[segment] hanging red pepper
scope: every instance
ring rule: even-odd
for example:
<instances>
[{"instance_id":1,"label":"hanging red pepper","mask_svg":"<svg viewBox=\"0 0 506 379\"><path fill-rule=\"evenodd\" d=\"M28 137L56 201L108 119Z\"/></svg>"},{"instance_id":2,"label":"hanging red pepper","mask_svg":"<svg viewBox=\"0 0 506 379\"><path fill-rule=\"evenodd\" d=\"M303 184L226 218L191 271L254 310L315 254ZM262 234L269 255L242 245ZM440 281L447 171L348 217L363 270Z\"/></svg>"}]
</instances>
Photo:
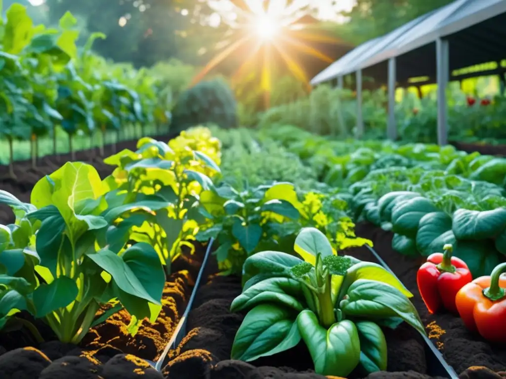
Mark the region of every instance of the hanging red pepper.
<instances>
[{"instance_id":1,"label":"hanging red pepper","mask_svg":"<svg viewBox=\"0 0 506 379\"><path fill-rule=\"evenodd\" d=\"M466 263L452 257L453 247L445 245L444 253L434 253L427 258L416 275L416 283L421 298L431 313L443 306L457 313L455 297L458 291L473 280Z\"/></svg>"},{"instance_id":2,"label":"hanging red pepper","mask_svg":"<svg viewBox=\"0 0 506 379\"><path fill-rule=\"evenodd\" d=\"M468 328L491 342L506 342L506 263L490 276L480 276L458 292L455 303Z\"/></svg>"}]
</instances>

+---+

Please render the entries above as a Markdown table with columns Row and Line, numbering each line and skipping blank ones. Leave the pictures out of your answer.

| Row | Line |
|---|---|
| 1 | [segment] hanging red pepper |
| 2 | scope: every instance |
| 3 | ring rule: even-odd |
| 4 | for example: |
| 5 | <instances> |
| 6 | [{"instance_id":1,"label":"hanging red pepper","mask_svg":"<svg viewBox=\"0 0 506 379\"><path fill-rule=\"evenodd\" d=\"M28 137L56 201L108 119Z\"/></svg>"},{"instance_id":2,"label":"hanging red pepper","mask_svg":"<svg viewBox=\"0 0 506 379\"><path fill-rule=\"evenodd\" d=\"M303 184L226 218L191 271L254 310L315 254ZM262 234L269 255L242 245ZM440 281L447 171L348 217L363 270Z\"/></svg>"}] |
| 7 | </instances> |
| 8 | Photo: |
| 9 | Mark the region of every instance of the hanging red pepper. |
| 10 | <instances> |
| 11 | [{"instance_id":1,"label":"hanging red pepper","mask_svg":"<svg viewBox=\"0 0 506 379\"><path fill-rule=\"evenodd\" d=\"M466 263L452 257L453 247L445 245L444 253L434 253L427 258L416 275L416 283L421 298L431 313L443 306L457 313L455 297L458 291L473 280Z\"/></svg>"},{"instance_id":2,"label":"hanging red pepper","mask_svg":"<svg viewBox=\"0 0 506 379\"><path fill-rule=\"evenodd\" d=\"M468 328L491 342L506 342L506 263L490 276L480 276L458 292L455 303Z\"/></svg>"}] |
| 12 | </instances> |